:: Task brief ::
In the listing below, change every "this image" to "this photo" and give all the lines again with nothing else altered. Leave the pictures out.

:: Recorded data ::
══════════════════════════════

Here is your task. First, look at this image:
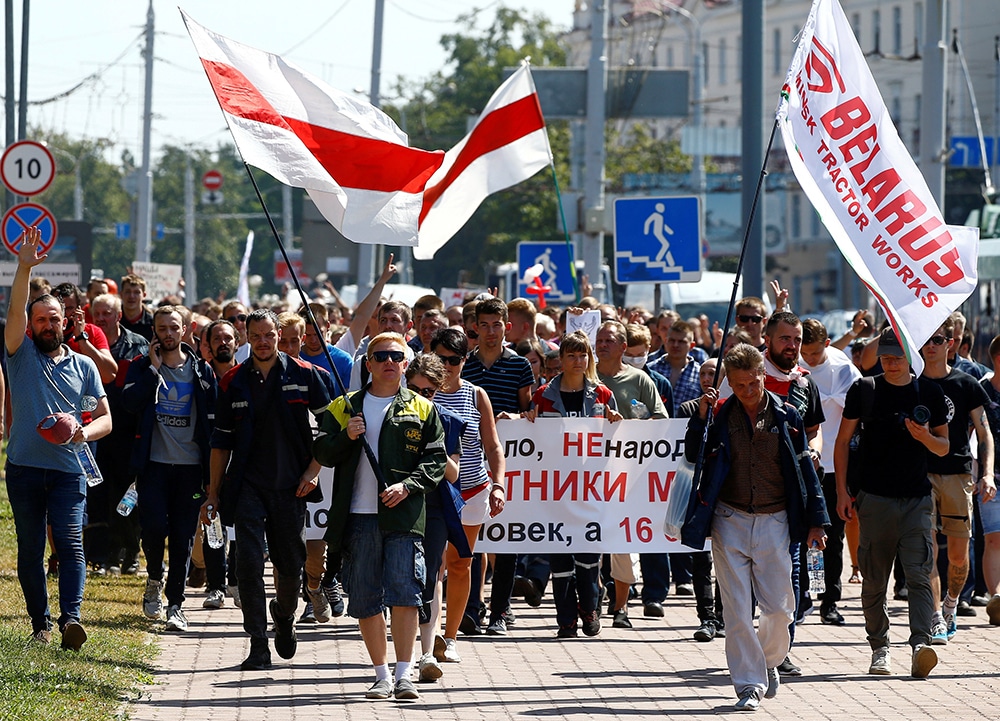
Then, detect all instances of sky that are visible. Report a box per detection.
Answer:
[14,0,574,160]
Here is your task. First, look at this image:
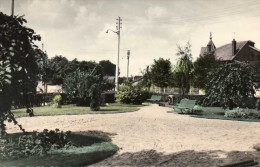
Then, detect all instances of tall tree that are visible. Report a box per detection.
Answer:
[150,58,172,88]
[174,42,193,95]
[204,62,260,109]
[0,12,41,134]
[192,53,218,89]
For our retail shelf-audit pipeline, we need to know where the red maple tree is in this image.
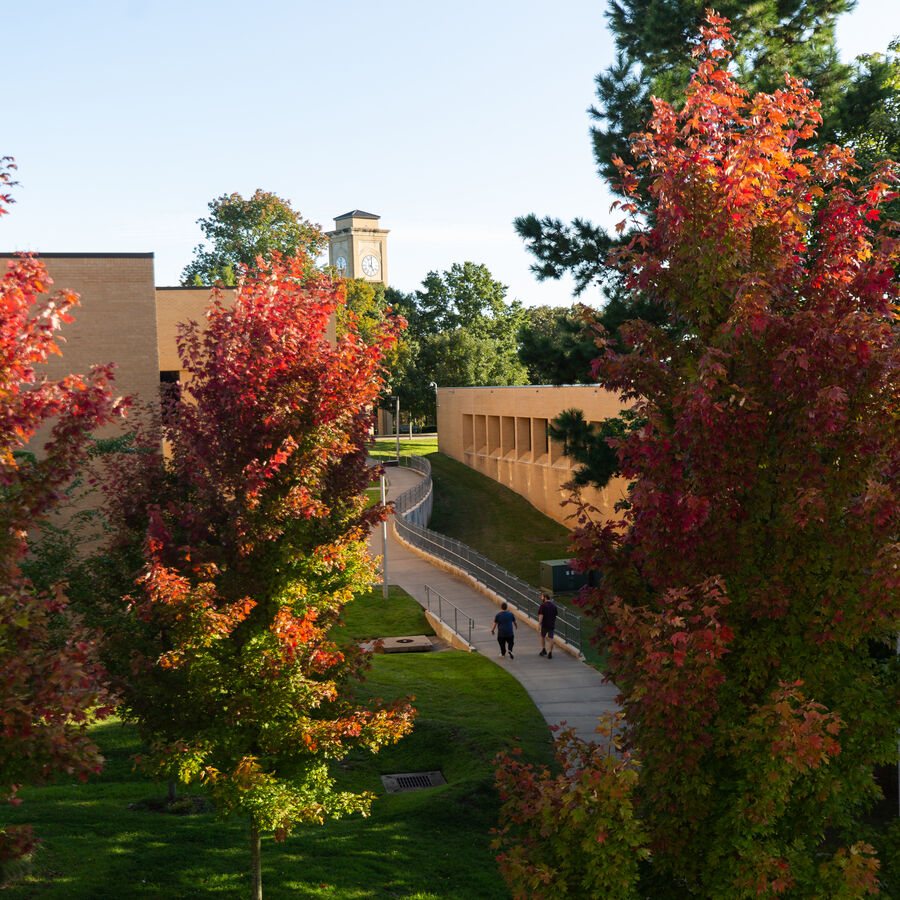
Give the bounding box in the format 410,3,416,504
100,256,412,896
500,13,900,898
0,157,123,869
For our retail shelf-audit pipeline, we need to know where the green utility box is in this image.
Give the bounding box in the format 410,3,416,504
541,559,588,594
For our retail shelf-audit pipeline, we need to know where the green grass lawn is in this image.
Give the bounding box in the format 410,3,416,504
3,588,550,900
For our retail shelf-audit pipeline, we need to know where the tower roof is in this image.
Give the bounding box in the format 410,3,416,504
334,209,381,222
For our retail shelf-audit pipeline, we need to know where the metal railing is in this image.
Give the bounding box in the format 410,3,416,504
394,456,582,651
425,584,475,644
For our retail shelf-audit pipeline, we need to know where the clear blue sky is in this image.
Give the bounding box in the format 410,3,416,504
0,0,900,305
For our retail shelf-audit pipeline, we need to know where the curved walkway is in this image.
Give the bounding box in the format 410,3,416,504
369,467,617,740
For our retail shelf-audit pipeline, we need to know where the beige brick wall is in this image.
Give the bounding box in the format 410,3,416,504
437,385,626,525
156,287,335,380
156,287,235,372
0,253,159,418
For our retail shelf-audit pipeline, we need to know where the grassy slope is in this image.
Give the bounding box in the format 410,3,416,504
3,589,550,900
372,437,569,587
373,437,606,669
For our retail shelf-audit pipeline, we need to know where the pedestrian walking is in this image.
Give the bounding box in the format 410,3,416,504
538,594,559,659
491,601,519,659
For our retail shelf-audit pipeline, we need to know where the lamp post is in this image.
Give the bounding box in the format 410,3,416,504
381,471,388,600
394,397,400,466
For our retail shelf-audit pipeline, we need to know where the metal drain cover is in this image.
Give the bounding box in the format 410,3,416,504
381,772,447,794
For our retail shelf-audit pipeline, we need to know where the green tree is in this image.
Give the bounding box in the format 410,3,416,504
500,14,900,900
181,188,327,287
101,250,412,898
515,0,900,295
519,306,597,384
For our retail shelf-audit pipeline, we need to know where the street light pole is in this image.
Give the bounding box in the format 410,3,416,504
381,472,388,600
394,397,400,466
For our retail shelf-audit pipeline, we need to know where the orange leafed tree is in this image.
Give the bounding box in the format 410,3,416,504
496,13,900,898
100,256,413,896
0,157,124,875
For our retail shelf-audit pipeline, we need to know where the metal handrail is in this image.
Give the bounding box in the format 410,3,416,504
425,584,475,644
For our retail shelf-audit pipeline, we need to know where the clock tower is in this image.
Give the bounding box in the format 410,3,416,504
325,209,388,285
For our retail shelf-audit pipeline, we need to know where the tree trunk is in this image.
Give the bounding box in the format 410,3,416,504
250,817,262,900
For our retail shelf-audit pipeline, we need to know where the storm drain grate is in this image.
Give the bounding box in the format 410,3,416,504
381,772,447,794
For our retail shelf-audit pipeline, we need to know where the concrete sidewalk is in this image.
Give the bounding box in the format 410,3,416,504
369,467,617,740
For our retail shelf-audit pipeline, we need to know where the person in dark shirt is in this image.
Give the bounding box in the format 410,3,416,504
538,594,559,659
491,602,519,659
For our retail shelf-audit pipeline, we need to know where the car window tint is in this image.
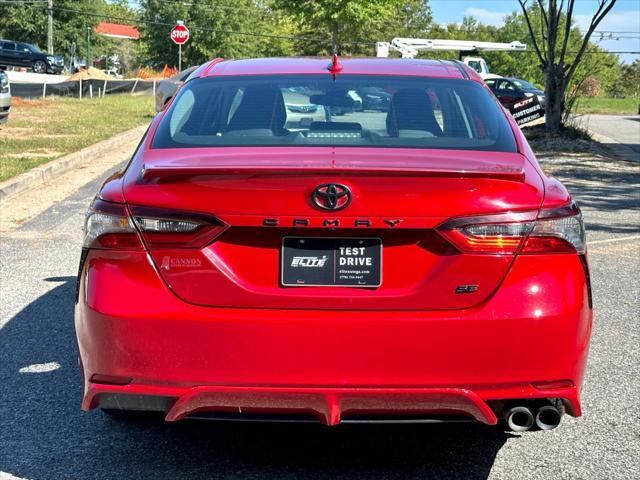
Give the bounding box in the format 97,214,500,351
153,75,516,151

══════════════════════════════

:: Task response ::
Here is your task. First, look at this photo:
Then, detect all instances of sky that are visible. Report a box per detection.
Answer:
[14,0,574,160]
Here is your task. First, look at this photo:
Then, detect all instances of tall tree that are visible. Report a box per detection.
Answer:
[150,58,172,88]
[174,42,193,95]
[204,62,260,109]
[0,12,41,134]
[192,53,218,89]
For our retail shelf-audit pipeline, we need to know where the red maple tree is in this photo.
Give the bounding box in the format 410,3,416,504
100,256,412,896
500,13,900,898
0,157,123,869
For our retail shelf-audit pipeline, we need to know where the green utility box is in this photo.
Give the bounding box in the format 410,3,416,504
541,559,588,594
For our retail shelf-audit pipeline, we need to know where the green grass lawn is in this photo.
Give the bounding box in the format 410,3,416,504
3,588,550,900
For our retail shelf-audit pipeline, we need to know where the tower roof is in this photo.
Give the bounding box in the format 410,3,416,504
334,209,381,222
For our retail shelf-audit pipeline, we need to know where the metal railing is in this photo.
Give the bounding box in the format 410,3,416,504
394,456,582,651
425,584,475,644
For our retail shelf-audit pipeline, we need to know where the clear blue sky is in this photo.
Give the bounding box in the format 410,3,416,504
0,0,900,305
For our retail shelf-audit pipeline, we need to know where the curved walkway is in this photo.
Give the bounding box in the format 410,3,416,504
369,467,617,740
For our retail shelf-audit pipeline, we need to know where the beige brick wall is in this photo.
Give the bounding box in the format 410,3,416,504
437,385,626,525
156,287,335,380
156,287,235,372
0,253,159,418
For our retail shelf-audit pipeline, we need to know where the grassy slope is in this photo.
Give the bounding box in the format 410,3,416,504
3,589,550,900
372,437,569,587
373,437,606,669
For our retail shelf-audit pipeline, we need to know where the pedestrian walking is in this photo.
Give the bounding box in the format 410,3,416,504
538,594,559,659
491,601,519,659
For our retail shelf-audit pipeline, we need to know where the lamp post is in this photo.
Give the bounding box in the format 410,3,416,504
381,471,388,600
394,397,400,466
For our retail shelf-audit pipeline, we need to know where the metal drain cover is in this photo.
Give the bounding box in the format 410,3,416,504
381,772,447,794
For our retail shelf-audit pipeline, we need to know where the green tree is in this photo.
Give the bounding box in the format 410,3,416,504
500,14,900,900
181,188,327,287
101,250,412,898
515,0,900,295
519,306,597,384
For our retail shelf-audit pipeline, we need to know where the street light pole is in this photo.
Give the bounding box in the format 410,3,416,504
381,472,388,600
394,397,400,466
For our retail shelf-audit pipeline, we need to know where the orange leafed tree is in this photo.
Give the bounding box in the format 410,3,416,504
496,13,900,898
100,256,413,896
0,157,124,875
For our retail shelf-audit pipeline, we need to know where the metal handrail is in this photo.
Give the bounding box in the format 410,3,416,504
425,584,475,644
For our retail shelf-audit pipeline, we need to know where the clock tower is in this photo.
Give the bounding box in the format 410,3,416,504
325,209,388,285
For our retail shelf-audit pipeline, we need to know where the tree trunk is in this photo.
Give the bounding box in the format 410,3,416,504
250,817,262,900
For our retail shelf-audit pipeline, we need to know where the storm drain grate is in this photo.
Give the bounding box in the format 410,3,416,504
381,772,447,794
For our retail shelf-audit pipeline, we need to know where the concrete sidewalk is in this photo.
Give the bounding box in the format 410,3,416,504
369,467,617,740
For our retail shelf-audit pipeline, we need to know where the person in dark shirt is in this photo.
Give the bounding box in the format 410,3,416,504
538,594,559,659
491,602,519,659
For our retail shelf-audit pipeline, we need to know where the car window tint is in this photo.
Give the bounding box in the format 97,214,500,351
153,75,516,151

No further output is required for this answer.